* PROVIDED INFORMATION
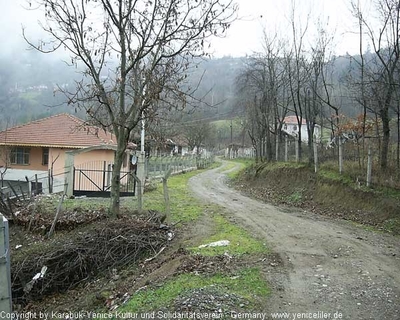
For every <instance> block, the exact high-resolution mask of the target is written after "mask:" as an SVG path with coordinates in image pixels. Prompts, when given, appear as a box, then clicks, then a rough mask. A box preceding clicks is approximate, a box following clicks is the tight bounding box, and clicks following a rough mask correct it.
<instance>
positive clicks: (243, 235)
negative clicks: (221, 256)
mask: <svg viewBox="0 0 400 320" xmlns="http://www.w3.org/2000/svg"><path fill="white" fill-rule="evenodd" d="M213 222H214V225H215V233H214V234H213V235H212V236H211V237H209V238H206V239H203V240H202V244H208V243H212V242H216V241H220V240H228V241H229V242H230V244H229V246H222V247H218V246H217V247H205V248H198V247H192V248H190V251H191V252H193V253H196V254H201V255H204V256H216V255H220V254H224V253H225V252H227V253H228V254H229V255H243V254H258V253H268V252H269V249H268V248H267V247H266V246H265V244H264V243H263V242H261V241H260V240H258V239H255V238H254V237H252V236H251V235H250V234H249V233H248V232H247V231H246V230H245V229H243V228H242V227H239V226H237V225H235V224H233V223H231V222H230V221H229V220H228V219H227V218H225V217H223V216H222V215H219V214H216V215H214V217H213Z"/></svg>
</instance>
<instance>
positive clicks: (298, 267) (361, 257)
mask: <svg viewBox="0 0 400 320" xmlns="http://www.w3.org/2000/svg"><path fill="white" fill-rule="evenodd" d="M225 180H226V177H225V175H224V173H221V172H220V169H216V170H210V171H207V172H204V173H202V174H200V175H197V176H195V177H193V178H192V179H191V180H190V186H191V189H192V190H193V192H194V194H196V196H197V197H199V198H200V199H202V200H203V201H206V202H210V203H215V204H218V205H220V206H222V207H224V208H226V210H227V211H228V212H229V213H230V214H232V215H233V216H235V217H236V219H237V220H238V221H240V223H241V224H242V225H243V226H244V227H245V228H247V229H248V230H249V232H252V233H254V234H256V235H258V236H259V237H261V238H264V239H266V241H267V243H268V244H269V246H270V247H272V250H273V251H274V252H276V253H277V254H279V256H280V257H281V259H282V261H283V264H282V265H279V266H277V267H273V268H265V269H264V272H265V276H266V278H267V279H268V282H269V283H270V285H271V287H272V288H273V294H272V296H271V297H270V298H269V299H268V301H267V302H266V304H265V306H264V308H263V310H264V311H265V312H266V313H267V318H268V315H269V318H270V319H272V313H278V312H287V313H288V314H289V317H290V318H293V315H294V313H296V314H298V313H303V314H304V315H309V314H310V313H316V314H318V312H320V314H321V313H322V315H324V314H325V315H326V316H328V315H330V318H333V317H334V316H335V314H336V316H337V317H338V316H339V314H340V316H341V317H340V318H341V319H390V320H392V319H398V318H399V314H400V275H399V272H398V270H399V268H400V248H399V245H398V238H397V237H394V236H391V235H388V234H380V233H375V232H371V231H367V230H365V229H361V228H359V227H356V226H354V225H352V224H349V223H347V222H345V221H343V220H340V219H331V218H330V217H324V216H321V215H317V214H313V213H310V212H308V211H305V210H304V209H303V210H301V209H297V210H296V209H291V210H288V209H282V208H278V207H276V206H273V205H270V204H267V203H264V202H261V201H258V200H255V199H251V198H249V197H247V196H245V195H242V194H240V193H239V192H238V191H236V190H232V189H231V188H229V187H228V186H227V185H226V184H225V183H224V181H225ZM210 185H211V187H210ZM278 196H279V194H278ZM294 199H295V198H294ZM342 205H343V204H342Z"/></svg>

* * *

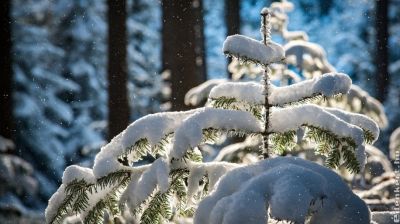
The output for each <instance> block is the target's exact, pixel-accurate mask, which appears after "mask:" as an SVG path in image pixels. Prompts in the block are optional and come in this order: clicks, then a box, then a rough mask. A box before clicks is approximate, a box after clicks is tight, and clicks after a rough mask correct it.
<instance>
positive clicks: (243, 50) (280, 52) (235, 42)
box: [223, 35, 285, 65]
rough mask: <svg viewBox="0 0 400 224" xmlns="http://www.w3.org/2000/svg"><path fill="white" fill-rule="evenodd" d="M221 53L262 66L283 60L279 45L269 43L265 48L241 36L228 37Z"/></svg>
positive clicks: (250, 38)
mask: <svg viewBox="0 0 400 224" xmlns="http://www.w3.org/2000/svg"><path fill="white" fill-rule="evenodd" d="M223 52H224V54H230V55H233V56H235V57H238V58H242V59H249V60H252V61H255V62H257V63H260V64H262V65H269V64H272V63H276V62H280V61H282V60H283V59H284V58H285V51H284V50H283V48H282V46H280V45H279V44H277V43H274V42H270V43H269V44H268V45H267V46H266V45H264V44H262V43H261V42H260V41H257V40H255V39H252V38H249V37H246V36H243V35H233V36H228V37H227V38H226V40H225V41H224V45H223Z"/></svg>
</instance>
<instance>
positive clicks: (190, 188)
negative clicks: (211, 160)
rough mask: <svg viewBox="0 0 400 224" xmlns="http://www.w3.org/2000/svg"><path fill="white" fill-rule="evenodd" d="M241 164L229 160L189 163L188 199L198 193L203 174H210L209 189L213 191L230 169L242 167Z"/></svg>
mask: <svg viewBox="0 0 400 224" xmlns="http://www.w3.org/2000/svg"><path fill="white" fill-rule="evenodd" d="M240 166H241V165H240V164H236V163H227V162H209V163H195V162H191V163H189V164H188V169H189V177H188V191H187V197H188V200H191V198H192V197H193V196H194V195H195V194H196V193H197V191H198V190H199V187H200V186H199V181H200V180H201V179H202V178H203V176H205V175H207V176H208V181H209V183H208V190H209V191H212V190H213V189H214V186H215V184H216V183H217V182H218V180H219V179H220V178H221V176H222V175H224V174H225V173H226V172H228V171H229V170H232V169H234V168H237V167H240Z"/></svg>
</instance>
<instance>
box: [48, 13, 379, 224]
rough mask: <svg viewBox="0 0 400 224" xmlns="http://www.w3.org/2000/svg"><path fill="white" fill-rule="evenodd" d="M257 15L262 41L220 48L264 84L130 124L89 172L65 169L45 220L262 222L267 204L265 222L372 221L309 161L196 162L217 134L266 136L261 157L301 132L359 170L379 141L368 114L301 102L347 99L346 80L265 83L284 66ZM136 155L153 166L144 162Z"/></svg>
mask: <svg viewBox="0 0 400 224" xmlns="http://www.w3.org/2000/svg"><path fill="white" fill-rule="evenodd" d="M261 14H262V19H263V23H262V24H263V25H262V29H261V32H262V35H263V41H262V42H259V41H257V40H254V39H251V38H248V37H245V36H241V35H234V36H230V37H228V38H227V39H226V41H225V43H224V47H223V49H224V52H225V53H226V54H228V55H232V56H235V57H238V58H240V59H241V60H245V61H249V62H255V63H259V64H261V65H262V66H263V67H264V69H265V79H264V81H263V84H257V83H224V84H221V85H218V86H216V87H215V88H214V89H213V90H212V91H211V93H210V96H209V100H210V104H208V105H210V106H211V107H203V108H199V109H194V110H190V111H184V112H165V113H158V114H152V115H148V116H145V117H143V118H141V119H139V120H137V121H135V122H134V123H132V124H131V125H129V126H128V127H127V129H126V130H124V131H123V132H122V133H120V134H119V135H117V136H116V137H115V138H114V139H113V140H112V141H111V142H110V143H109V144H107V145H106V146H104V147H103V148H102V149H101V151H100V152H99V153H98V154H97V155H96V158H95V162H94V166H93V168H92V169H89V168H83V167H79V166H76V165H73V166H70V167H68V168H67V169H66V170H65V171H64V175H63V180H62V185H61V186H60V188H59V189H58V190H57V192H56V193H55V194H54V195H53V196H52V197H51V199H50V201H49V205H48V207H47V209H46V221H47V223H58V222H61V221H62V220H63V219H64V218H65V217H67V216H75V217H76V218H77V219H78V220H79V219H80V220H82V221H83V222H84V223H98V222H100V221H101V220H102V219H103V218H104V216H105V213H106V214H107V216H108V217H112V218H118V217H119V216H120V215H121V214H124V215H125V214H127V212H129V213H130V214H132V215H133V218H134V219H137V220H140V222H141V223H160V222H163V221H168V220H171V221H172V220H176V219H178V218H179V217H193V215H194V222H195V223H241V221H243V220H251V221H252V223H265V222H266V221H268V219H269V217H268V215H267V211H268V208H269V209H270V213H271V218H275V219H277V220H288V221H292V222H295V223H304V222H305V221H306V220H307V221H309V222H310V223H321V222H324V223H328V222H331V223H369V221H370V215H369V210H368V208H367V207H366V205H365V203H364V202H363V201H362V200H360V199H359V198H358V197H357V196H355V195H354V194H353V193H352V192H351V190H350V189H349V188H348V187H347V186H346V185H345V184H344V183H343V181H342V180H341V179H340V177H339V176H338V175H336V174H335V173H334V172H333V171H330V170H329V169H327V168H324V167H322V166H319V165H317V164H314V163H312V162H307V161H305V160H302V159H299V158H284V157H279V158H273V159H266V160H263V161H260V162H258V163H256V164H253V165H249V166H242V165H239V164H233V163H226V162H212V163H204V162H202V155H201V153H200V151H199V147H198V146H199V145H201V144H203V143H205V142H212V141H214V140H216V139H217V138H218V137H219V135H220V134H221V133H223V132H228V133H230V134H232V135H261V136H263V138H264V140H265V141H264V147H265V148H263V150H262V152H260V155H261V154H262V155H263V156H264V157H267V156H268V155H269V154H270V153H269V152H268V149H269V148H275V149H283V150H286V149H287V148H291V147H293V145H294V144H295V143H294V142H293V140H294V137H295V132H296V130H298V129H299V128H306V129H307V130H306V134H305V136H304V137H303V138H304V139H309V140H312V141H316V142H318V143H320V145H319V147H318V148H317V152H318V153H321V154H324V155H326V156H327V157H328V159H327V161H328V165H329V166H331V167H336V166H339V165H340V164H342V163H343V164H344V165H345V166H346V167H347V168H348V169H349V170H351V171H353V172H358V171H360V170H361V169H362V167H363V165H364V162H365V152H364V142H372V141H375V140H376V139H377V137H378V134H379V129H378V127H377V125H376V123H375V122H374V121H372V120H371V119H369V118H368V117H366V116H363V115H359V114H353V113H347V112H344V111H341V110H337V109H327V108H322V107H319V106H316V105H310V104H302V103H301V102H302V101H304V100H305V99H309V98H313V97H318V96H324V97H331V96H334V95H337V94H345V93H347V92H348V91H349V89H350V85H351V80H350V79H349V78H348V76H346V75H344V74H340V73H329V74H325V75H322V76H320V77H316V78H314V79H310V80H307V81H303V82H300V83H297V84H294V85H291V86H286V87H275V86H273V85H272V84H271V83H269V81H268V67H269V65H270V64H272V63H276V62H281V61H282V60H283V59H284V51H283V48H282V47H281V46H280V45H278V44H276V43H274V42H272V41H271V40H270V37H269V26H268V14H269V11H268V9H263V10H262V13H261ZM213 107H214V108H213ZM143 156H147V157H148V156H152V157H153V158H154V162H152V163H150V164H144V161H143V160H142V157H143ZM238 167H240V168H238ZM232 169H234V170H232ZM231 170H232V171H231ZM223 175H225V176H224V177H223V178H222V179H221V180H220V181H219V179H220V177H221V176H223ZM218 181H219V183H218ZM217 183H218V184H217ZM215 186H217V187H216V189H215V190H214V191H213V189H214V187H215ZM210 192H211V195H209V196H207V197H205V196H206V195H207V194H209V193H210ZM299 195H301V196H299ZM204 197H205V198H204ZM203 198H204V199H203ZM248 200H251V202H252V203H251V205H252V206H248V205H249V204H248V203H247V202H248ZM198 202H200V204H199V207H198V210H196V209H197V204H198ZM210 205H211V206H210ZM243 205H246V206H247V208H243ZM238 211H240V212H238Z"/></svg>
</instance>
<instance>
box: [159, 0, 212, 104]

* ACTION ITEM
Take the stretch of lines above from the one containing "For every <instance>" through the one containing "positive clicks: (243, 235)" and repeat it exactly, adding no other line.

* ANSWER TO THIS PROBLEM
For every <instance> block, the exact high-resolution mask of the target is written after "mask:" as an SVG path with coordinates in image pixels. Prompts, when given, appear as a box, then clicks, then a rough mask. A box preceding clicks is approximate, a box following clicks is the tight bounding box, and clicks following a rough mask correct it.
<instance>
positive clicks: (243, 235)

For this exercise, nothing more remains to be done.